**本文**:

######

2012年11月

「持っている中国株の大半は売りました、

残りの株も売りに出しています」とおっしゃる方が

おらますが、反対に、

「これから中国株を買いたいんです」とおっしゃる方も

 おられます。

 

「これから邱永漢先生に学んで

中国株を買おうと思い、邱友会に三度参加したのですが

先生が亡くなられたので、どうしたらいいか困っているんです」

とおっしゃる方に先日、お会いました。

 

邱先生の代わりができる人は誰もいないと思いますが、

そのとき、私は先生が15年ほど前に書かれた

『一番悪い時が一番のチャンス』(1998年)

という本を持っていましたので、

思わず、その方に差し上げました。

 

「人はとかく、株が上がると、遅れをとっては

いけないと思って、株を買いに走りますが、

こういう時は株を買うのは控えた方がいいのです。

反対に株が下がりだすと、永遠に下がり続けるような

気持ちになり、株を買う人はほとんどいなくなります。

 

でも、株の下落はどこかで止まり、反転に転じます。

######

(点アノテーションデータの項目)
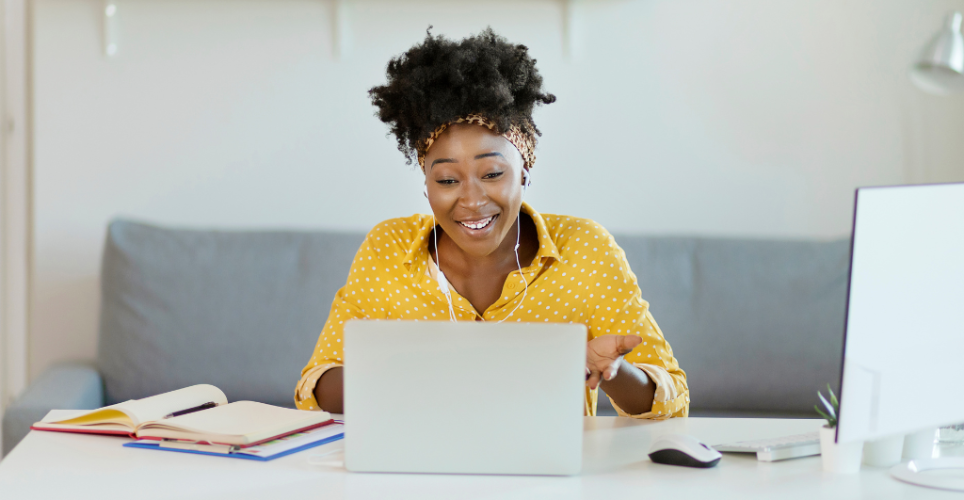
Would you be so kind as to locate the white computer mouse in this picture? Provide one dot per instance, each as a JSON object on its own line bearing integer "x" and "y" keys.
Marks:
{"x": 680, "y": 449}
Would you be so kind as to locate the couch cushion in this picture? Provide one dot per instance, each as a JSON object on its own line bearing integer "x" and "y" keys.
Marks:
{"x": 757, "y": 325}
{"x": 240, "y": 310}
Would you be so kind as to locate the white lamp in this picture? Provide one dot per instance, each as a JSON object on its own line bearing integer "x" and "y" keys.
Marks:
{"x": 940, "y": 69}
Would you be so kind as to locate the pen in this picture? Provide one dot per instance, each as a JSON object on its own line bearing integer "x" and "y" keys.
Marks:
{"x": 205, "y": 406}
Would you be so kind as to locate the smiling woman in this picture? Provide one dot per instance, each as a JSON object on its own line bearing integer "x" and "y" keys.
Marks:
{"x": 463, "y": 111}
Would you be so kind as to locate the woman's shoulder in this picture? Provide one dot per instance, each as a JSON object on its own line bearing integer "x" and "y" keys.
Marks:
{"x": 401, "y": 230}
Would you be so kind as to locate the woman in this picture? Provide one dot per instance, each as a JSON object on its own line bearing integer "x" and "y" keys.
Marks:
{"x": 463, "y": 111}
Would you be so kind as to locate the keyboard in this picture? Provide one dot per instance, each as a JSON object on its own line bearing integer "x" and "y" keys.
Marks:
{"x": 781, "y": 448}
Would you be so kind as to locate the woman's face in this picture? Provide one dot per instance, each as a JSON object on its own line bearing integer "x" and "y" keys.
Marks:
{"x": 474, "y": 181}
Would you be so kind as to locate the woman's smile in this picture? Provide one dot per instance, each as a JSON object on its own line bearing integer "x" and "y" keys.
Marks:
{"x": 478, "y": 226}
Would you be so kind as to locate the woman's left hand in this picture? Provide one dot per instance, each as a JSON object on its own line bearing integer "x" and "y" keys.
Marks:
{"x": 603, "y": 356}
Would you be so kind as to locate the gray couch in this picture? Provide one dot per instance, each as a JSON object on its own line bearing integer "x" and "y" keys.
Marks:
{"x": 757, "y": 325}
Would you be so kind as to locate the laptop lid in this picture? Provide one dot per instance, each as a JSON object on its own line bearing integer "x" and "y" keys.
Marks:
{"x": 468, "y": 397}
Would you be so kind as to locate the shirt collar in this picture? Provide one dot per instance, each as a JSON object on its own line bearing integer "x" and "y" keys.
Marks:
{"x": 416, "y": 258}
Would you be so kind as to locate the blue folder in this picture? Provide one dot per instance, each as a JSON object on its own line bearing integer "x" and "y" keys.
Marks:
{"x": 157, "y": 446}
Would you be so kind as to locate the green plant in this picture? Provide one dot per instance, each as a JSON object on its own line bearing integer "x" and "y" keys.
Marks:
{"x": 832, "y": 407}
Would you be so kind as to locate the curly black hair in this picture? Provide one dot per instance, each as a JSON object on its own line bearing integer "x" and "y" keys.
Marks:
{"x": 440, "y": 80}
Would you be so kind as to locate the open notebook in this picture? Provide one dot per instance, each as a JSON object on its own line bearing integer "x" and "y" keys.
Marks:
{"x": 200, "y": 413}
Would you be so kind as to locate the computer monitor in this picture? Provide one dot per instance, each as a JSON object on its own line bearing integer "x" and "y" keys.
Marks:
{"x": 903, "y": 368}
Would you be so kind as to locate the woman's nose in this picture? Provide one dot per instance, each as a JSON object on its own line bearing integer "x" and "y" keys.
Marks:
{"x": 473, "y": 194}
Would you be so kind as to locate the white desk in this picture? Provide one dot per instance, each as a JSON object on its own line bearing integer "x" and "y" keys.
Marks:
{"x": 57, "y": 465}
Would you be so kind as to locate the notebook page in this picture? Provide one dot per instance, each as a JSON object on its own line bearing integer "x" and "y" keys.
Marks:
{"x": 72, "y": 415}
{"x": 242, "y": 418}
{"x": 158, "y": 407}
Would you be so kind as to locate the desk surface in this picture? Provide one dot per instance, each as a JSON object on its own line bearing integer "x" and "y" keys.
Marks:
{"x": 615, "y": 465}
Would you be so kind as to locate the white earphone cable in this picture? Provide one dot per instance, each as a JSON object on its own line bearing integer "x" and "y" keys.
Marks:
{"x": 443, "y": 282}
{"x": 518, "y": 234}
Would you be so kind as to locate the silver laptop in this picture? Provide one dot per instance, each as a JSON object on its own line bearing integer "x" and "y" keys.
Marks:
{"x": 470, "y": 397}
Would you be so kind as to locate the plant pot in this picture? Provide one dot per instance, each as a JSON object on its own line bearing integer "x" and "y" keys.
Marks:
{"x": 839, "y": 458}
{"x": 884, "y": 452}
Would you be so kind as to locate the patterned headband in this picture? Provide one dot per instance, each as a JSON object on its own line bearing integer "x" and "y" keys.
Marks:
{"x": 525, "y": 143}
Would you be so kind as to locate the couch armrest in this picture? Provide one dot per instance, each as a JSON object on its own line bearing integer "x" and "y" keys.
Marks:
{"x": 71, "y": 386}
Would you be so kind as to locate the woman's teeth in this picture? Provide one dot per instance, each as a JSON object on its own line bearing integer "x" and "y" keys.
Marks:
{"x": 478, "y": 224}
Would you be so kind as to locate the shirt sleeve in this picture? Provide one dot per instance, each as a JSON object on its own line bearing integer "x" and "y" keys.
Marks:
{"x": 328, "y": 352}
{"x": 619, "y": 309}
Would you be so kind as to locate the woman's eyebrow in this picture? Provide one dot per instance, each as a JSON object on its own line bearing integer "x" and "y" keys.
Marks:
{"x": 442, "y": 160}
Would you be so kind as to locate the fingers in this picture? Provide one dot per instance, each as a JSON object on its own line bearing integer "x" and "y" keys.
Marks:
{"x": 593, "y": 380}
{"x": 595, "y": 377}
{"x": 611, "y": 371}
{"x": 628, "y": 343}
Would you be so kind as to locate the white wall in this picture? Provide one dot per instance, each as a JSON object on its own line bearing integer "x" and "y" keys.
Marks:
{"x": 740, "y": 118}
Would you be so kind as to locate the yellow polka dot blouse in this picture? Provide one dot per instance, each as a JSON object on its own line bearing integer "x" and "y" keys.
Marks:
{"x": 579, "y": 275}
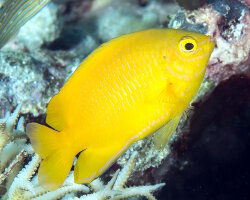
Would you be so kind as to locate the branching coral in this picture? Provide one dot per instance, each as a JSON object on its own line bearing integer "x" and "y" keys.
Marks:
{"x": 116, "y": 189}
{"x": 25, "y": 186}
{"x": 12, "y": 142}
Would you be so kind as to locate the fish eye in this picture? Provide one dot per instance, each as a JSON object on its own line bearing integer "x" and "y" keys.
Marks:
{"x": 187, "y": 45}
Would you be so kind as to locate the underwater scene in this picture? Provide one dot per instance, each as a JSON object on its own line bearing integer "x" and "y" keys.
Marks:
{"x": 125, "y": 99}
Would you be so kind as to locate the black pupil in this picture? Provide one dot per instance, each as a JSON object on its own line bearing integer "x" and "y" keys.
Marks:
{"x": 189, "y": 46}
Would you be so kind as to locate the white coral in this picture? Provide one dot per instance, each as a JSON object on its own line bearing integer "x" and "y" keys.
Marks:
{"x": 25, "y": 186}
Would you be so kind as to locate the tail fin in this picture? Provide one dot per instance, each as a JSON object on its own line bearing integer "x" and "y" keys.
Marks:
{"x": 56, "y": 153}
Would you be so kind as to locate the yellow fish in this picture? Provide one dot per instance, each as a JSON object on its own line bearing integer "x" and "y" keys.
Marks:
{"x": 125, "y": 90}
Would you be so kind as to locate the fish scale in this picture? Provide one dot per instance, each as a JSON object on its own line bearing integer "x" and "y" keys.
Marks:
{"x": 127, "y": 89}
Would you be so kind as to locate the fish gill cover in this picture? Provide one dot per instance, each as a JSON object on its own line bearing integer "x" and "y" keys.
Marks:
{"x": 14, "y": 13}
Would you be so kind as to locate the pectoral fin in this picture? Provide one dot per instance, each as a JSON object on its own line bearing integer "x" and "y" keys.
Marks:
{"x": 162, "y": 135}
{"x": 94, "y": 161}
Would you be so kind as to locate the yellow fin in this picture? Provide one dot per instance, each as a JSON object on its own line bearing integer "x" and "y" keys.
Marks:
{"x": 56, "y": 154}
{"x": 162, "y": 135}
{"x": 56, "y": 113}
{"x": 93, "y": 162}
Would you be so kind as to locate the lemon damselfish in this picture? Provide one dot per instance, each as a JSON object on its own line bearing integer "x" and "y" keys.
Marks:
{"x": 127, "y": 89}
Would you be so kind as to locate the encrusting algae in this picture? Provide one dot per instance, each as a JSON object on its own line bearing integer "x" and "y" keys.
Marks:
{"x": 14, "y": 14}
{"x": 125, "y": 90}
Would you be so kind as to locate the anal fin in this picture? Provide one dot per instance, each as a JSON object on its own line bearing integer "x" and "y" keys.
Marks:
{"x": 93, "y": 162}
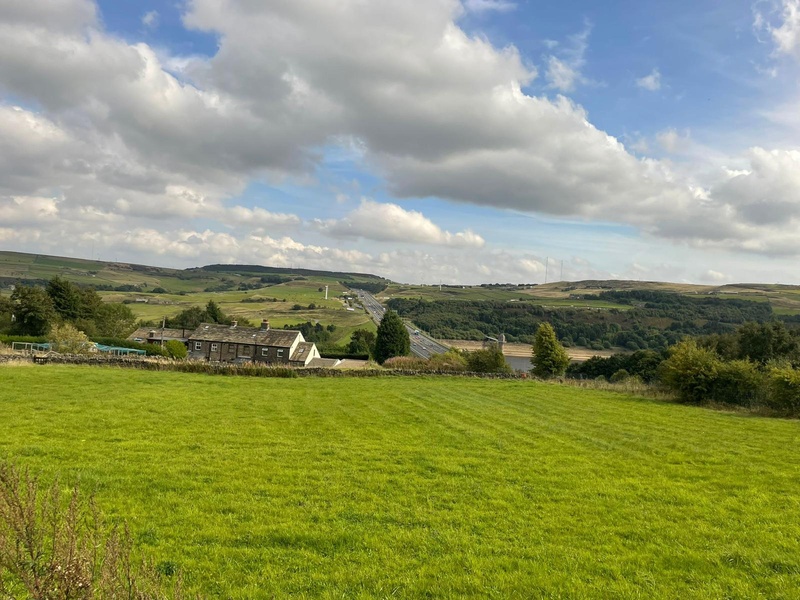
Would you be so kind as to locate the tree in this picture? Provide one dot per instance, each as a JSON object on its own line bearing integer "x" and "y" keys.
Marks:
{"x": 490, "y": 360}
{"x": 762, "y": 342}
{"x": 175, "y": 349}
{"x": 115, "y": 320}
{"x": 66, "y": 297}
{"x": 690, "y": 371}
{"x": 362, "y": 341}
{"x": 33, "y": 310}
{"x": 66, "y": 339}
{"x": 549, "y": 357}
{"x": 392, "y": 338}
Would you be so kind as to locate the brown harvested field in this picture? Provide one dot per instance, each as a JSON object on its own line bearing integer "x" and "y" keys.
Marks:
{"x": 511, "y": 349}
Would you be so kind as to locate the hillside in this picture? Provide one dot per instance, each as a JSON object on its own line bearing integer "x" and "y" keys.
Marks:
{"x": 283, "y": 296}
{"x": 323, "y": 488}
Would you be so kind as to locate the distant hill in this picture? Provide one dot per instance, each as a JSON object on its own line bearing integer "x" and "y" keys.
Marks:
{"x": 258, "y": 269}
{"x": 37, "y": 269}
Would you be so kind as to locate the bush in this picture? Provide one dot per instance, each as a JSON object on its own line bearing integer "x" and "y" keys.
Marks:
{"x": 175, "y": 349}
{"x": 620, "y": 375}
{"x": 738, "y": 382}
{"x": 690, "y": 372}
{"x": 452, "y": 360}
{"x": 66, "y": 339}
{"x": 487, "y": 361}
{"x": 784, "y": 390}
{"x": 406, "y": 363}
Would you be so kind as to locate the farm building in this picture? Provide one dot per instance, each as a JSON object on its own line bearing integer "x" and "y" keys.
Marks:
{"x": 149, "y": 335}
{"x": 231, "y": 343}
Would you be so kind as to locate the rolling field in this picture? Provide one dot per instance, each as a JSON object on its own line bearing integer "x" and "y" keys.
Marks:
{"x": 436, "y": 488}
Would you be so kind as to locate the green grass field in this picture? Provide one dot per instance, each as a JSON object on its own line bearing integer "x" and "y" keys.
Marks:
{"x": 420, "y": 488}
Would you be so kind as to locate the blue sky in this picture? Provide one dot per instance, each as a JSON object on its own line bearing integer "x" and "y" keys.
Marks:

######

**指示**:
[1] 本文について、次の問いに答えてください。
(a) 中国株を買おうとしていた方は、邱友会に何回参加したか。
(b) 筆者がその方に差し上げた本は何年に出たものか。
(c) 株が上がると、人はどう考えて何をしがちだとされているか。
[2] 本文の「邱先生の代わりができる人は」で始まる段落を、要点を残して一文に縮めてください。
[3] 本文から、数字(漢数字を含む)を使って年月・期間・回数を表している語句をすべて抜き出してください。

**解答**:
[1]
(a) 三度
(b) 1998年
(c) 遅れをとってはいけないと思い、株を買いに走る。

[2] 邱先生の代わりは誰にもできないと思うが、筆者はそのとき持っていた先生の約15年前の著書『一番悪い時が一番のチャンス』(1998年)を、思わずその方に差し上げた。

[3]
- 2012年11月
- 三度
- 15年ほど前
- 1998年